TASK REQUIREMENTS: Pull out every line in the listing below that contains the word "rock".

EXTRACTED RECORDS:
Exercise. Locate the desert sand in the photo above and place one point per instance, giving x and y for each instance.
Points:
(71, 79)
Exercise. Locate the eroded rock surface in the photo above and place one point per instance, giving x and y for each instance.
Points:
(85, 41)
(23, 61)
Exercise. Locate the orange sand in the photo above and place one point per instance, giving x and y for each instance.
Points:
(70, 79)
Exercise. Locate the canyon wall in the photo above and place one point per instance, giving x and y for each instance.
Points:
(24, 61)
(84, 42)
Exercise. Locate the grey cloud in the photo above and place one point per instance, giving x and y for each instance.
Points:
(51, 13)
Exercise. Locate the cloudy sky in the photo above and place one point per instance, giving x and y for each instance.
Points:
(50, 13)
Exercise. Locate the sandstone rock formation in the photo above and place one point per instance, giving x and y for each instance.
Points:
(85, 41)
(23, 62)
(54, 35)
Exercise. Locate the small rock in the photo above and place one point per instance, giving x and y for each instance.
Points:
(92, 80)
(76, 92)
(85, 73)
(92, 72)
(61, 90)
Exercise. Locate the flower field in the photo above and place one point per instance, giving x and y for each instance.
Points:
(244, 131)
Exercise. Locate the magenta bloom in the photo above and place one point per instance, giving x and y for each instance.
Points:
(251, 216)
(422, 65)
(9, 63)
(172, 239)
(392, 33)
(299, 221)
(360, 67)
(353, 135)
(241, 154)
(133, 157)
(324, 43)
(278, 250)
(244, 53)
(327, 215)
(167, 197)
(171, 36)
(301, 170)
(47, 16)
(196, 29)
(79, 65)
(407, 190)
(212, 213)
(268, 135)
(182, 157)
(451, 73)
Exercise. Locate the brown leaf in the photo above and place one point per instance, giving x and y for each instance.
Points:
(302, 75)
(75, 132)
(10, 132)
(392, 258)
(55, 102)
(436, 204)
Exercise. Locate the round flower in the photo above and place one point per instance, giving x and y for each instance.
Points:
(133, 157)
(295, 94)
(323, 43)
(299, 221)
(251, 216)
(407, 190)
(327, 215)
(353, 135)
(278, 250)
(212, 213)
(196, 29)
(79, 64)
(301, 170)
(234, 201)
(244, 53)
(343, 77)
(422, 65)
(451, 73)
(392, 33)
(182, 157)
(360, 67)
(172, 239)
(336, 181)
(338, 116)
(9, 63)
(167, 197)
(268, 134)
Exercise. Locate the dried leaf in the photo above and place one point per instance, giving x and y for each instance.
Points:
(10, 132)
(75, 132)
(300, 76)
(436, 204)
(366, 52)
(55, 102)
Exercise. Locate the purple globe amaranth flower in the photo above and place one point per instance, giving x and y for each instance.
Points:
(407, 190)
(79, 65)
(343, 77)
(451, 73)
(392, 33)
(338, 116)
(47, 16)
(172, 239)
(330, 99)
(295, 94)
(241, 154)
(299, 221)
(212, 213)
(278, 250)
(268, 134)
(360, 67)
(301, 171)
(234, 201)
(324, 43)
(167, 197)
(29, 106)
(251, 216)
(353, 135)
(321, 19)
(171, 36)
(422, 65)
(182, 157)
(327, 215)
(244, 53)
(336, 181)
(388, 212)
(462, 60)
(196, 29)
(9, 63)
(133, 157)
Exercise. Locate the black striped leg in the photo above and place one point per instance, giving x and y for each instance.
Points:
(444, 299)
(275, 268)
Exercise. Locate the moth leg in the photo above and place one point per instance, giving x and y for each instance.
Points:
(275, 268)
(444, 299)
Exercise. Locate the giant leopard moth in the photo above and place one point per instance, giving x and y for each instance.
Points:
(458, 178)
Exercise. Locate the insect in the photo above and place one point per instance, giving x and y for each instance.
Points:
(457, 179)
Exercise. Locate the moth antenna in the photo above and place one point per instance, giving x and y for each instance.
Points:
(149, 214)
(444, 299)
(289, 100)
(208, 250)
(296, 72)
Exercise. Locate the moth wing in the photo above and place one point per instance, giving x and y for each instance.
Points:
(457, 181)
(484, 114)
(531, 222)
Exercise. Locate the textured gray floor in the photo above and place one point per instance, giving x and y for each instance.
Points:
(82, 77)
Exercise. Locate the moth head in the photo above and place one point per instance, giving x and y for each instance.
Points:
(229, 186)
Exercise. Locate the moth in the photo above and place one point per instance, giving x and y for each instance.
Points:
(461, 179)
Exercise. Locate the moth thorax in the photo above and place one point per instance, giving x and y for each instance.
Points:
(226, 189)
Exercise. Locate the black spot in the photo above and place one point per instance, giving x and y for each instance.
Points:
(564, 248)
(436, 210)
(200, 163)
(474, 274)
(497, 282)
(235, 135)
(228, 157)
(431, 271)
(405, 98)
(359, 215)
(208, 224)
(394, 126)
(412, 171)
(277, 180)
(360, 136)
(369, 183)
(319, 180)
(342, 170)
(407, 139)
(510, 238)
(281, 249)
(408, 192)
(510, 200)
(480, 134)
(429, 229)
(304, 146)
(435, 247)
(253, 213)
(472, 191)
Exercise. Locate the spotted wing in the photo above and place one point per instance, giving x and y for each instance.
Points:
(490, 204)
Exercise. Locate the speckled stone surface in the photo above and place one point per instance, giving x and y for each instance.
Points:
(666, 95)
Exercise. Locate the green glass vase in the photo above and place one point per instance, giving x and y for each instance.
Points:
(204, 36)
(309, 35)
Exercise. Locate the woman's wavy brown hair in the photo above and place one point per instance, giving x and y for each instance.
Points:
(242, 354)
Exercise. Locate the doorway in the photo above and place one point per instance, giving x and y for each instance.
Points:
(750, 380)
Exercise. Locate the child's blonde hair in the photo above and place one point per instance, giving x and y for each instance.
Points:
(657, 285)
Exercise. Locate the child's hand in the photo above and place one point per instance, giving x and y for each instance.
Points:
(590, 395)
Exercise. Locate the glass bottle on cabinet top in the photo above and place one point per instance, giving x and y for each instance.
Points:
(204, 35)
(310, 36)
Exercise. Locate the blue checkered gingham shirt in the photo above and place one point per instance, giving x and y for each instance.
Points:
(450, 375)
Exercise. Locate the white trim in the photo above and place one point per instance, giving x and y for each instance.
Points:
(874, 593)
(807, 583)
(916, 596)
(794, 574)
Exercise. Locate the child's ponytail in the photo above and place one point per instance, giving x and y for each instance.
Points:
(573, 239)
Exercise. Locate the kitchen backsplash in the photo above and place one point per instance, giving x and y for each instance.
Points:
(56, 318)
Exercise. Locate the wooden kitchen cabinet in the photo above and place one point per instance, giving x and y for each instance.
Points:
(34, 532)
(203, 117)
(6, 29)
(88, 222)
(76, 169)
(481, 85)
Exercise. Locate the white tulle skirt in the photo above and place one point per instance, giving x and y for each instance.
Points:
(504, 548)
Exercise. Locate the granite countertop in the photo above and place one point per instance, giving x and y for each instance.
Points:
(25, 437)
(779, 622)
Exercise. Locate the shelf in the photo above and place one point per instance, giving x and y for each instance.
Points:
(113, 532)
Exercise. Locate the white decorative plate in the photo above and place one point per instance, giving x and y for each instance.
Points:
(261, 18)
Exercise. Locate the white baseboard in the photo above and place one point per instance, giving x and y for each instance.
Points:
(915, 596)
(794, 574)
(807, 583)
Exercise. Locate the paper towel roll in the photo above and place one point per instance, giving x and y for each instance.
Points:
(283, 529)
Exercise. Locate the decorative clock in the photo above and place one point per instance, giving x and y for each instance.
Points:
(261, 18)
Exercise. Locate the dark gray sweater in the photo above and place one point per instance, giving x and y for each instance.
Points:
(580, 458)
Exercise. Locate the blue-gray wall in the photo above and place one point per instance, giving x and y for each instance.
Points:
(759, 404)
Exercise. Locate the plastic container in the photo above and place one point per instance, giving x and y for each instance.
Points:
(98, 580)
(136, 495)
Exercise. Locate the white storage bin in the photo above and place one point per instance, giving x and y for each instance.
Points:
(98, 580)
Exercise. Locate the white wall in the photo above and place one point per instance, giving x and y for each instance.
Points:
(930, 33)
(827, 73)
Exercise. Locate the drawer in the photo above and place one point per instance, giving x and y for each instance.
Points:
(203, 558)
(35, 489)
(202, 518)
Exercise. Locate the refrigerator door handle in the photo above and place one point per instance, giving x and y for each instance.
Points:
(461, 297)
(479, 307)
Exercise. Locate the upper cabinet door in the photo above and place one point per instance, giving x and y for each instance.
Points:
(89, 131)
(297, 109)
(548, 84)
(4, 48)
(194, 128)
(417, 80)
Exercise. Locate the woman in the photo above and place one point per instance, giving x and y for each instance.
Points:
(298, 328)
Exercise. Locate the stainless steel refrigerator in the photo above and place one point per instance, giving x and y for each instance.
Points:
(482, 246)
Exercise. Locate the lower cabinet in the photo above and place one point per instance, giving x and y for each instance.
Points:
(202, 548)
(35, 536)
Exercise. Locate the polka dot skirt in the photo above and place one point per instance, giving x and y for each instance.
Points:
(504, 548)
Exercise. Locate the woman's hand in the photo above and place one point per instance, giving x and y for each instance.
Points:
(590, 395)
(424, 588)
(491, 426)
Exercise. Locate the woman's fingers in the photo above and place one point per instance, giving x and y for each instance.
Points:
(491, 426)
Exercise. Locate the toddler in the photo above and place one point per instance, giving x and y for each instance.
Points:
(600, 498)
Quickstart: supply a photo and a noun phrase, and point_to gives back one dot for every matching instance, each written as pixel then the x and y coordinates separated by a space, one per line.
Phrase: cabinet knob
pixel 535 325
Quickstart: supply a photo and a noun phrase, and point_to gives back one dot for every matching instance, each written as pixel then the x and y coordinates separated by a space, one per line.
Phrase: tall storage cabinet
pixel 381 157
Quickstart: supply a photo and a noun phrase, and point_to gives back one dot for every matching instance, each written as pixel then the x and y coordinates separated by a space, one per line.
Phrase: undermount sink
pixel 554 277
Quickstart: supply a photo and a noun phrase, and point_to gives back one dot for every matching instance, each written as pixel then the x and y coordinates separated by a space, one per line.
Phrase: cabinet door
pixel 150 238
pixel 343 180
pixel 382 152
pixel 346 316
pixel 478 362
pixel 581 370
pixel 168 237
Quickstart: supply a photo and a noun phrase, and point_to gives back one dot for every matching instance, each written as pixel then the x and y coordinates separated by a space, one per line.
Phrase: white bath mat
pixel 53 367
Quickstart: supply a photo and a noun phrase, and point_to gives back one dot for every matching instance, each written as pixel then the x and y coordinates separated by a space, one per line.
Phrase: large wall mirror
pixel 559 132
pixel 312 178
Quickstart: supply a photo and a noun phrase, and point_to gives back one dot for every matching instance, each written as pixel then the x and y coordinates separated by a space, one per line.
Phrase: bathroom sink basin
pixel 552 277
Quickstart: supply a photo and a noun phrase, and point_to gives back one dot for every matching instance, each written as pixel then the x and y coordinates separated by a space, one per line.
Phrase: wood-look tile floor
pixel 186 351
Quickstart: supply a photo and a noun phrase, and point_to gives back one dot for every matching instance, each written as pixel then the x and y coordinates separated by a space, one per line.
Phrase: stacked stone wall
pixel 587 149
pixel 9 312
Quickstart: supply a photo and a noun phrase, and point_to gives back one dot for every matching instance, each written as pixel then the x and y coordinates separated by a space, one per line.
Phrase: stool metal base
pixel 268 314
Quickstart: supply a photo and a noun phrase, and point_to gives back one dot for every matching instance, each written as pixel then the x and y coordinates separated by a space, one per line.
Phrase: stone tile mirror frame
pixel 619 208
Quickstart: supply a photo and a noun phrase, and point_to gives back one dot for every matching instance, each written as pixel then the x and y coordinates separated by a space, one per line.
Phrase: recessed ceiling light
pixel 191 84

WRITTEN RESPONSE:
Exercise. Locate the eroded rock surface in the photo above and place one point per instance, giving x and y for each instance.
Exercise. Locate the sandstone rock formation in the photo above and place one point per instance, giving x and y for each instance.
Exercise. Locate the small rock in the photo above and place one point per instance, giving x and y for each instance.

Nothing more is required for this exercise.